> **What is being asked**
Repeat every record below exactly, but leave out any pictures.

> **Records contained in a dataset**

━━━━━━━━━━━━━━━━━━━━

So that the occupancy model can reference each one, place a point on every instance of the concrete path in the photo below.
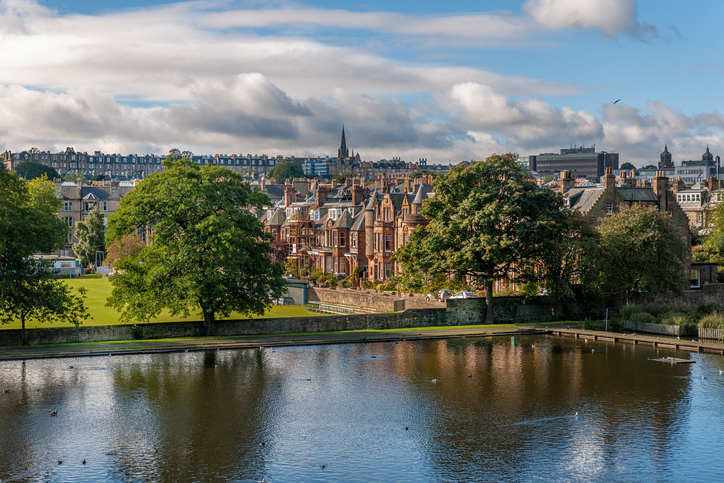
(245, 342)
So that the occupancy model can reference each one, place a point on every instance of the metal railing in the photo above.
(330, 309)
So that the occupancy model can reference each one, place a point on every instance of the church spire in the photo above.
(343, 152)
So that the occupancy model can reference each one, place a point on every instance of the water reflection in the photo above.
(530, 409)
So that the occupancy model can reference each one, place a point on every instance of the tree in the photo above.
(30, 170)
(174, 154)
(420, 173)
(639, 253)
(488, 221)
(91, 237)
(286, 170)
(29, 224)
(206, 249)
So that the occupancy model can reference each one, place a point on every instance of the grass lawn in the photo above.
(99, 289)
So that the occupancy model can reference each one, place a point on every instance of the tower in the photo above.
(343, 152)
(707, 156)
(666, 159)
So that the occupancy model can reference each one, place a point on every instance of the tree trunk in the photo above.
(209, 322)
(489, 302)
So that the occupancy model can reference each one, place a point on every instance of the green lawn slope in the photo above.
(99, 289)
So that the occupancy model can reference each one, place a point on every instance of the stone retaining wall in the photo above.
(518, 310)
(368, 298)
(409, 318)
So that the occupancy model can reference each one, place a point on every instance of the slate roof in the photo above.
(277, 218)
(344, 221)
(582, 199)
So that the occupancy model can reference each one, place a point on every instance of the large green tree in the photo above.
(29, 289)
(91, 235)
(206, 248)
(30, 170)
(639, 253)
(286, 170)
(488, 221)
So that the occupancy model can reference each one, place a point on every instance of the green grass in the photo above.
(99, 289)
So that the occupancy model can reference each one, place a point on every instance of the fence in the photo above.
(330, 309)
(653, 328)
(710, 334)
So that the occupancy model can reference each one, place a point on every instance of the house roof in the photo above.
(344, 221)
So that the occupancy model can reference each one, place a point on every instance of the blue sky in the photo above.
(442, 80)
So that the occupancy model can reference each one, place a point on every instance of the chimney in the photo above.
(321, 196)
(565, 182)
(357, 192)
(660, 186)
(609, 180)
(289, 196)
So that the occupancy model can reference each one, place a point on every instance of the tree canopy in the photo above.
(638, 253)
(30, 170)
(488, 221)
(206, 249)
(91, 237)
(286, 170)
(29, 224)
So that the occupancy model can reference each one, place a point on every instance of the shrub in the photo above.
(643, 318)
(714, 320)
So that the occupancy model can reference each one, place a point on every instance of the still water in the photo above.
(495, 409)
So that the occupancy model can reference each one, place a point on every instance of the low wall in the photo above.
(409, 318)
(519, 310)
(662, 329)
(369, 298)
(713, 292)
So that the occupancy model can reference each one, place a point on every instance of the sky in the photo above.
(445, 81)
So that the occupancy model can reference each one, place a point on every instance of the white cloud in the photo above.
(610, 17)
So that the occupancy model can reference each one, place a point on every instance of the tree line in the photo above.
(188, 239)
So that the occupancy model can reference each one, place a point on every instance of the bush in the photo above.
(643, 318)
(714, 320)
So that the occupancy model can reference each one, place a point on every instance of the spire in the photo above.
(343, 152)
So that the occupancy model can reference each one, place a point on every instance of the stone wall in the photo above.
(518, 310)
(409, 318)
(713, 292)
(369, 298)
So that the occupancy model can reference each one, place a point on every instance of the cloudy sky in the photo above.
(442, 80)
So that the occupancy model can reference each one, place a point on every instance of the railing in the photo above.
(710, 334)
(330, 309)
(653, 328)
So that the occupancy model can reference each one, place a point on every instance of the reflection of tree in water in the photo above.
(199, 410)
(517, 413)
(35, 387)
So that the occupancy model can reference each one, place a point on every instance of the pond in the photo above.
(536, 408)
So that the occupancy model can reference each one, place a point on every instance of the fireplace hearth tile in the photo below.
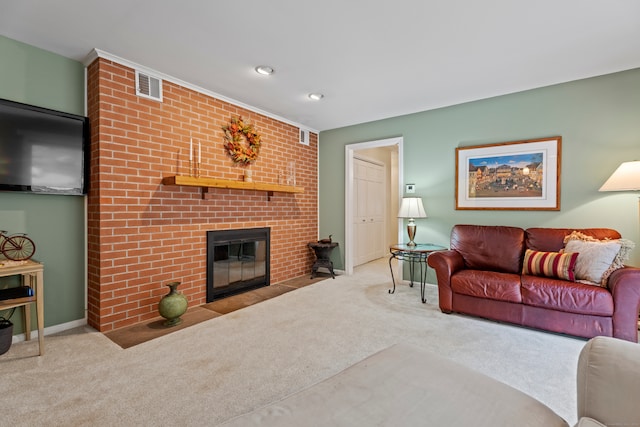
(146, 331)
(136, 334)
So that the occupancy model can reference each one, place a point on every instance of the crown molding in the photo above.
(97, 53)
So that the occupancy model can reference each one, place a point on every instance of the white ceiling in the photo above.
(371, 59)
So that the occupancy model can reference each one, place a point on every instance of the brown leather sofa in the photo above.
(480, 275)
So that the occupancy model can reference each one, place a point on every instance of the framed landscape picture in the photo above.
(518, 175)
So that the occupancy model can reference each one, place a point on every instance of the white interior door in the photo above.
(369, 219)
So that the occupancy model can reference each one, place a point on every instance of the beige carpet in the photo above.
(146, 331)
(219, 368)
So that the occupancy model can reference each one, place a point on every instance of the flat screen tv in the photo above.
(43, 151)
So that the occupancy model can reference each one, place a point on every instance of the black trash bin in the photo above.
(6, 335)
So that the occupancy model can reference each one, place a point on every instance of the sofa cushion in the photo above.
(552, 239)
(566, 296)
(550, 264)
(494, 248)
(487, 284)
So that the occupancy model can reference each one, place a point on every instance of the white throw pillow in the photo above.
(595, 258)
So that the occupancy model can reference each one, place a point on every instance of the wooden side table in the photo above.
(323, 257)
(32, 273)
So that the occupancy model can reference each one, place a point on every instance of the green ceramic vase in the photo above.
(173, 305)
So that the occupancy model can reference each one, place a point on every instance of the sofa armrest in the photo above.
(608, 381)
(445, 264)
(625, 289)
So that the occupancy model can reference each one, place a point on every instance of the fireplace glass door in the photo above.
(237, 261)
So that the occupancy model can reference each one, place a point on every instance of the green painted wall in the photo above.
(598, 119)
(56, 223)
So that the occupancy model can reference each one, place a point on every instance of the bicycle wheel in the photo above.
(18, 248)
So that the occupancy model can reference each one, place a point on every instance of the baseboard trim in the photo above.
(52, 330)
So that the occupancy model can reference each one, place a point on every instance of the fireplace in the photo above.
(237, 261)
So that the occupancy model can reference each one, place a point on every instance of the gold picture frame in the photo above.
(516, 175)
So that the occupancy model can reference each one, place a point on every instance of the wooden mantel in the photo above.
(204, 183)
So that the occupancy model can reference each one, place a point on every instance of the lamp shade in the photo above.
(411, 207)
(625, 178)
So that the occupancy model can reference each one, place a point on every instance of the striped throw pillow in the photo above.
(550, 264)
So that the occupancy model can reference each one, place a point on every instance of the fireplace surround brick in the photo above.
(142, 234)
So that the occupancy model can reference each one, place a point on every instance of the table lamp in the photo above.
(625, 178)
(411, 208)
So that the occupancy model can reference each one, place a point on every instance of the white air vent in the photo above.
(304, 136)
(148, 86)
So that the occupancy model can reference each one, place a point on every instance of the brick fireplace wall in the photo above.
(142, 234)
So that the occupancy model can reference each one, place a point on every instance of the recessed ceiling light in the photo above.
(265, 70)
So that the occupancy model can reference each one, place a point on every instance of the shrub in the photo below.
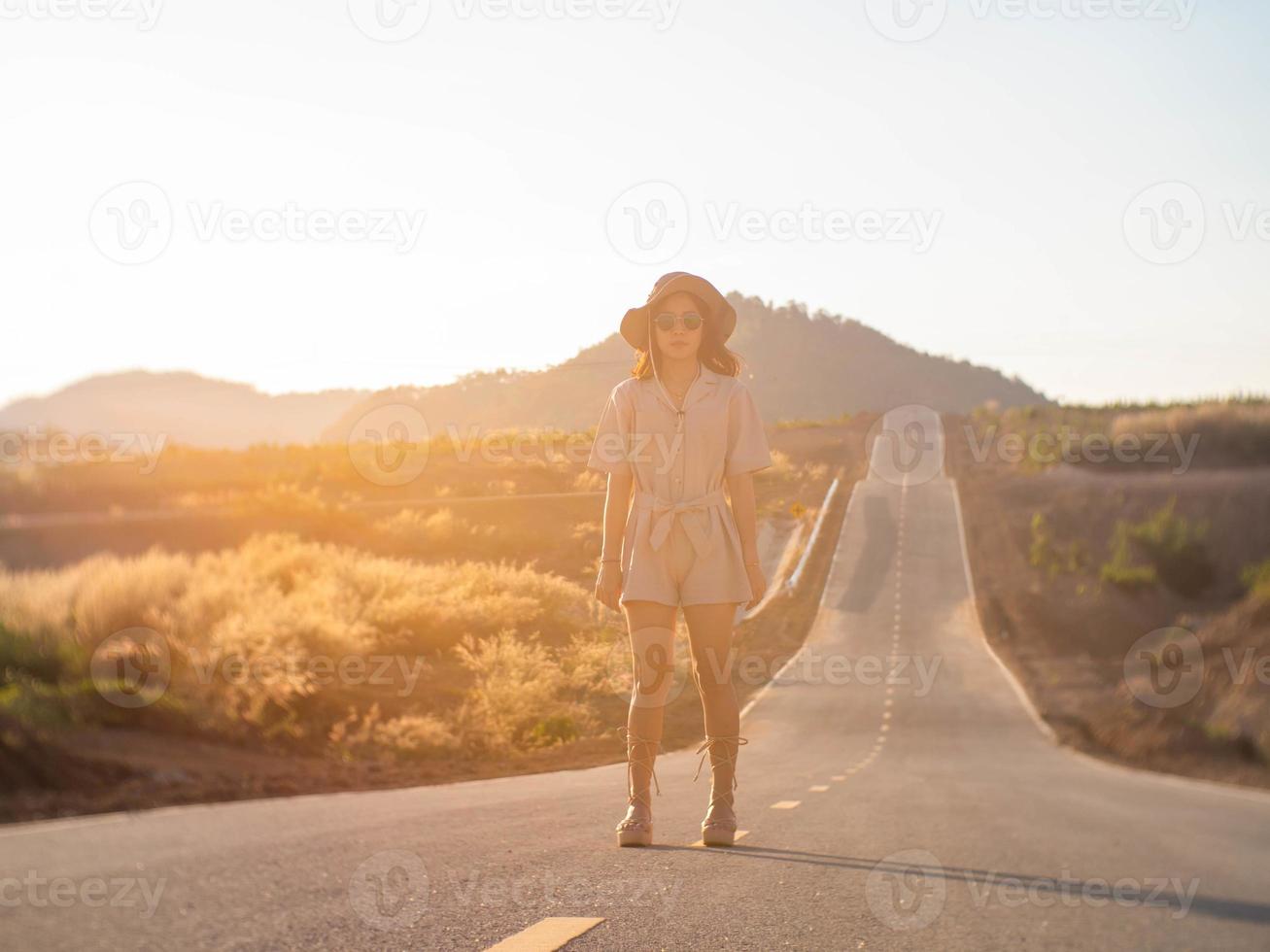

━━━━━━━━━━━━━━━━━━━━

> **Output for this task**
So that the occupancy model can reference each one, place a point on every instance of the concrete path in the photo below.
(245, 342)
So that the occupancy model can reference each one, place a point on every instance of the metal railing in the photo above.
(330, 309)
So that the occupancy model can reference each one, place a point on every instance of the church spire in the photo above.
(343, 152)
So that the occupancy model can reference each one, place a point on every instance of the water reflection in the photo above.
(530, 409)
So that the occupancy model can reference each one, place a point on every instance of the tree in the photo above.
(30, 170)
(174, 154)
(420, 173)
(639, 253)
(488, 221)
(91, 237)
(286, 170)
(29, 224)
(206, 249)
So that the occupancy model can reference each one, place a point on every instance of the grass lawn in the photo above.
(99, 289)
So that the occupancy model can reference each one, place a point on every instance of the tower in the photo above.
(343, 152)
(707, 156)
(666, 159)
So that the occupancy model can reference each one, place a point on every instance of the tree trunk in the photo above.
(209, 322)
(489, 302)
So that the occupancy model can reference each one, place a point on every instance of the green lawn slope in the photo above.
(99, 289)
So that the occupancy model can reference each one, place a point on every instance of the stone retaining wall in the photo above.
(518, 310)
(368, 298)
(409, 318)
So that the occupancy model can reference each one, place a point on every instance of the slate roof in the photo above.
(277, 218)
(344, 221)
(582, 199)
So that the occupancy model can reference each one, place a point on every instance of the large green tree in the photo above.
(29, 289)
(91, 235)
(206, 248)
(30, 170)
(639, 253)
(286, 170)
(488, 221)
So that the occupancy model can reference each one, place a point on every instance of the green grass in the photo above.
(99, 289)
So that the occupancy model can reference each one, place a point on every instance of the fence in the photo above.
(330, 309)
(653, 328)
(710, 334)
So that the occupancy model can reference each one, place a point on every instance of the house roof in the photo above.
(344, 221)
So that the occupancy model can reference each one, place a point on every instance of the blue sky in the photo above.
(442, 80)
So that the occupancy model can reference each one, place a point on every instance of the chimney in the photo above.
(321, 196)
(565, 182)
(357, 192)
(660, 186)
(609, 180)
(289, 196)
So that the occupancy model can reference each one, place a point on every instance of the tree canopy in the photo above.
(638, 253)
(30, 170)
(488, 221)
(206, 249)
(91, 237)
(286, 170)
(29, 224)
So that the occupancy model can reference each one, place a point on every instance of the shrub in the photo above.
(643, 318)
(714, 320)
So that the occupancy model can reference each one, place a point on every instance of the still water in the photo above.
(495, 409)
So that the occupancy model can reference each one, place a point on every instance of the low wall in the photo above.
(409, 318)
(519, 310)
(662, 329)
(369, 298)
(713, 292)
So that the occupancy model can reference each one, place a point on every instance of the sky in the photo above.
(445, 81)
So that the occupancy model can reference each one, place a point on every instance of the white cloud in the photo above.
(610, 17)
So that the occupancy model can reference each one, place a point on every instance of the tree line in the photo above.
(188, 239)
So that the occupancy model can reference each one, place a point on every instance of the bush in the photo above.
(643, 318)
(714, 320)
So that the occupancy model can reference each one, place a point on every instance of the spire in the photo above.
(343, 152)
So that the occupancy model can reference each one, place a point on every instance of the stone wall in the photo above.
(518, 310)
(409, 318)
(713, 292)
(369, 298)
So that the occupancy model can reference each one, place a point on every instance of the cloudy sky in the photo above.
(442, 80)
So that the occupancy model can reference each one, place a point on every instance of the railing in the photo above.
(710, 334)
(330, 309)
(653, 328)
So that the occupancy model can reference each one, place a point on every instance of the reflection of tree in water in the photo above.
(199, 410)
(517, 413)
(35, 387)
So that the occupancy model can reference each one, place a point on every instance of the pond in the photo above.
(536, 408)
So that the occupancy model can reference each one, place a point on every instance of the fireplace hearth tile in the photo below.
(146, 331)
(136, 334)
So that the occupancy model can reference each one, place a point on every instance of the crown molding in the photo above.
(97, 53)
So that the occupancy model can reference each one, place a point on every instance of the white ceiling in the photo above.
(371, 59)
So that the occupancy model can reference each one, place a point on every instance of the brown leather sofa in the photo above.
(480, 275)
So that the occupancy model can reference each one, place a point on every instance of the framed landscape picture in the photo above.
(518, 175)
So that the occupancy model can reference each one, place a point on every instance of the white interior door in the photo above.
(369, 219)
So that the occupancy model can reference each one, place a point on every instance of the beige carpet in the photo above.
(146, 331)
(219, 368)
So that the occupancy model can reference each one, place a point on every instance of the flat screen tv in the photo above.
(43, 151)
So that the occupancy model can reference each one, place a point on every instance of the black trash bin in the photo above.
(6, 335)
So that the occupancy model can reference each one, place a point on every instance of the sofa cushion in the photo above.
(552, 239)
(566, 296)
(550, 264)
(494, 248)
(487, 284)
So that the occupancy model can reference each one, place a point on every instance of the white throw pillow in the photo above.
(595, 258)
So that the occupancy model can reference each one, place a point on every instance of the wooden side table in the photo above.
(323, 257)
(32, 273)
So that the occupancy model can reference each one, place a point on every instance of the green ceramic vase in the photo above.
(173, 305)
So that the occupancy model can reference each one, place a point on every instance of the sofa armrest in the photo above.
(608, 381)
(445, 264)
(625, 289)
So that the occupancy model can reference each one, place a point on every instance of the fireplace glass door in the photo above.
(237, 261)
So that the occupancy model can reference each one, place a point on every instance of the green painted wall in the photo above.
(598, 119)
(56, 223)
So that the occupancy model can reference each one, place a point on every instance of the bicycle wheel in the photo above.
(18, 248)
So that the occupancy model can reference each one, place a point on every instance of the baseboard trim in the photo above.
(52, 330)
So that the occupancy model can reference each one, place a point on every instance of the fireplace in the photo above.
(237, 261)
So that the occupancy model can reference each one, place a point on every instance of the gold picture frame in the photo above.
(516, 175)
So that the occupancy model can reference each one, place a point on every instance of the wooden mantel in the photo above.
(204, 183)
So that the occupancy model can reference each one, place a point on every instance of the lamp shade in the photo above.
(411, 207)
(625, 178)
So that the occupancy model can reference each one, place a point on every instance of the striped throw pillow in the photo above.
(550, 264)
So that the occupancy model can reference each one, place a point on every instance of the fireplace surround brick in the photo above.
(142, 234)
So that the occupancy model can reference each one, place a point on every instance of the table lamp in the photo above.
(625, 178)
(411, 208)
So that the occupancy model can reference each one, place a point on every instance of the white air vent in the photo above.
(304, 136)
(148, 86)
So that the occupancy model can reference each one, place a point on every instance of the brick fireplace wall in the photo above.
(142, 234)
So that the occupancy model can reference each one, place a point on every instance of the recessed ceiling light in the photo above.
(265, 70)
So that the occupancy model can reference each one, place a point on every instance of the shrub in the photo below.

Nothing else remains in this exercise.